GIVEN EXERCISE
Copy each of the records below word for word, with every line unchanged and in its original order.

□ □ □

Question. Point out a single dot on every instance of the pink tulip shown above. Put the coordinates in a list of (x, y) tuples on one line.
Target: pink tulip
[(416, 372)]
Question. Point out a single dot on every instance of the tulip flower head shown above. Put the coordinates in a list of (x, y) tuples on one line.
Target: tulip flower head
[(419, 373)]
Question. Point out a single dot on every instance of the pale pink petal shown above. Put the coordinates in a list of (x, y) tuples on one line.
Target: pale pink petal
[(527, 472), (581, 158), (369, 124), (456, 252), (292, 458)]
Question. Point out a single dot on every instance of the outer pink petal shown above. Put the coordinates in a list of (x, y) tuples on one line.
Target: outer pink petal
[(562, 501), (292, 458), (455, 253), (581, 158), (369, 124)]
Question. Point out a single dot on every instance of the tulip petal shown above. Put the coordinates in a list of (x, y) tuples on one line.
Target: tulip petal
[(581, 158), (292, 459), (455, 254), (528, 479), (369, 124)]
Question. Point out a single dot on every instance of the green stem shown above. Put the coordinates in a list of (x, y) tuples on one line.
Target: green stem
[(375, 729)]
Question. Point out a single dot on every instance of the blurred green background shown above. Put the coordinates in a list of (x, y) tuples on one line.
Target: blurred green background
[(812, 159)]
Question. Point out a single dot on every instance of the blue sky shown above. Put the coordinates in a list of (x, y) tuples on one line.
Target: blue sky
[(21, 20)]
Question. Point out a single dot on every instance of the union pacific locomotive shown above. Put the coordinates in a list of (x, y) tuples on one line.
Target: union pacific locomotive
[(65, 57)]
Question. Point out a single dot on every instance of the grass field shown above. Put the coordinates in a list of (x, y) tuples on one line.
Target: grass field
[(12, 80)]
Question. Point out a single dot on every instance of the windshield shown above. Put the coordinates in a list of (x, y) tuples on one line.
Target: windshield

□ □ □

WRITTEN SOLUTION
Question. Point out a single dot on every instance of the pink tulip shown above. Put the coordinates in a list of (x, y) tuples on one line.
Target: pink tulip
[(416, 372)]
Question. Point out a single dot on every instance of the tulip flower head shown above. Put the coordinates in a list of (x, y) tuples on one line.
Target: tulip flower head
[(419, 373)]
Question. Point out a single dot on every instance of the pale pink petal shown above. Put the coordinates in a list of (x, y) tuples on one line.
Target: pale pink petal
[(527, 472), (581, 158), (369, 124), (456, 252), (292, 458)]
Question. Point out a single dot on every instance of the outer pink petal shown above. Put the coordinates in a list of (x, y) tuples on one line.
Target: outer pink petal
[(562, 501), (292, 458), (455, 253), (581, 158), (369, 124)]
Question. Point out a single dot on every instance of the tulip petal shown above. Put the coordinates in a list of (x, y) tuples on one line.
Target: tulip petal
[(581, 158), (292, 459), (455, 254), (528, 479), (369, 124)]
Question. Point out a single dot on every instance of the green stem shown above. Put the coordinates in a list of (x, y) tuples on one line.
Target: green stem
[(375, 729)]
Question. Point out a single dot on every instance of the blurred green background shown above. Put the coordinates in a list of (x, y) tuples on one line.
Target: blurred green background
[(812, 159)]
Question. Point out a single dot on every instance of the blue sky shown above. Put the coordinates in a list of (x, y) tuples on one line.
Target: blue sky
[(21, 20)]
Question. Point out a single dot on every instance of the union pacific locomotive shown above. Put the coordinates in a list of (x, y) tuples on one line.
Target: union pacific locomotive
[(65, 57)]
Question. Point out a single dot on every instance of the grass field shown above. Put the coordinates in a list of (x, y) tuples on one line.
Target: grass field
[(12, 80)]
Question. Point out a single dot on every instance of the windshield shown above. Put the coordinates in a list of (x, y) tuples on one line.
Target: windshield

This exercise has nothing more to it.